**Problem to work on**
Would it be possible to write out each entry below exactly, without the pictures?

**Records shown**
►

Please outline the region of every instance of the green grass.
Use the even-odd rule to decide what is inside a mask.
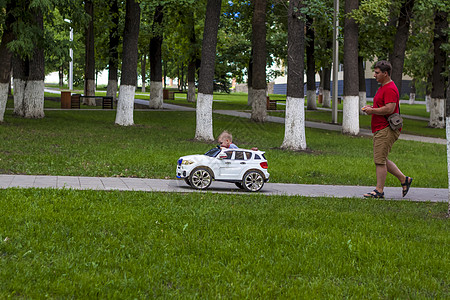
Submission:
[[[194,141],[195,112],[136,111],[137,125],[114,125],[115,111],[46,111],[29,120],[7,110],[0,126],[0,173],[175,178],[180,156],[215,143]],[[369,137],[306,129],[308,151],[284,151],[284,124],[214,114],[214,136],[230,130],[242,148],[266,151],[272,182],[373,185]],[[446,147],[399,140],[390,159],[416,187],[446,188]],[[387,186],[399,186],[392,176]]]
[[[0,190],[0,298],[445,299],[445,208]]]

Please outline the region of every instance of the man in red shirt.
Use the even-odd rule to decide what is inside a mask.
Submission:
[[[392,66],[388,61],[379,61],[374,67],[374,77],[381,87],[373,98],[373,106],[364,106],[362,110],[372,115],[373,159],[376,166],[377,187],[372,192],[364,194],[366,198],[384,198],[384,184],[387,172],[400,181],[403,197],[408,193],[413,179],[405,176],[397,165],[387,159],[392,145],[400,136],[401,129],[392,130],[387,117],[400,113],[400,97],[395,83],[391,80]]]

◄

**Output below**
Please outline the region of every instance of the green grass.
Use the even-odd rule to decide what is inside a mask.
Submission:
[[[194,141],[195,112],[136,111],[137,125],[114,125],[115,111],[46,111],[29,120],[7,110],[0,126],[0,173],[175,178],[180,156],[215,143]],[[369,137],[306,129],[308,151],[284,151],[284,124],[214,114],[214,136],[230,130],[242,148],[266,151],[272,182],[373,185]],[[446,147],[399,140],[390,159],[416,187],[446,188]],[[387,186],[399,186],[392,176]]]
[[[0,190],[0,298],[445,299],[445,208]]]

Please outline the region of every instance of the man in red shirt.
Use the even-odd rule to decide what is inside a mask.
Submission:
[[[392,66],[388,61],[379,61],[374,67],[374,77],[381,87],[373,98],[373,106],[364,106],[362,110],[372,115],[373,159],[376,166],[377,187],[372,192],[364,194],[366,198],[384,198],[384,184],[387,172],[400,181],[403,197],[408,193],[413,179],[405,176],[397,165],[387,159],[392,145],[400,136],[401,129],[392,130],[387,117],[400,113],[400,97],[395,83],[391,80]]]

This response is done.